# SET PROBLEM
Copy every line of each entry below word for word, leaving out the pictures.

━━ DATA TO PROCESS

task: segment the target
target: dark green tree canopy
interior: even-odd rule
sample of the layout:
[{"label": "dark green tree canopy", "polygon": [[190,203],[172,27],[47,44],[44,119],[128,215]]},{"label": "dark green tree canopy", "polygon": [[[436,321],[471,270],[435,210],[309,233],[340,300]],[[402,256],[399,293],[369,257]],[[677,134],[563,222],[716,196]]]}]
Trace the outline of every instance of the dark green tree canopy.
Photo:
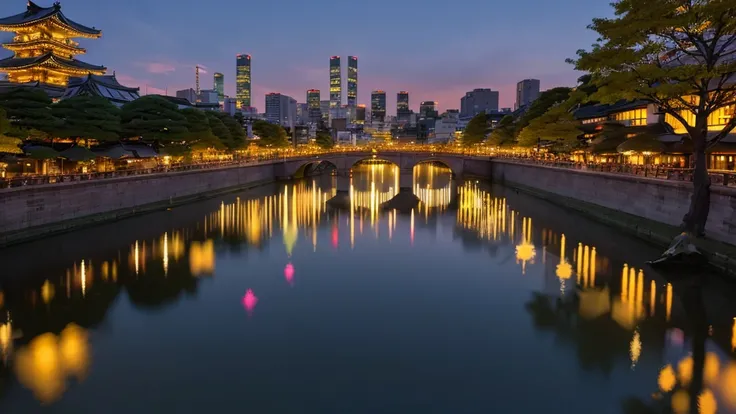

━━━━

# ANSWER FOR THIS EXERCISE
task: segment the target
target: dark green tree canopy
interior: even-odd rule
sample of the layout:
[{"label": "dark green tree canopy", "polygon": [[190,203],[172,27],[47,44],[44,119],[128,215]]},{"label": "dark green tree canopy", "polygon": [[[436,321],[471,270],[435,210],[309,233],[340,300]],[[402,256],[399,293],[369,257]],[[677,134],[563,222],[716,196]]]}]
Trace the outline of every instance of the dark green tree canopy.
Photo:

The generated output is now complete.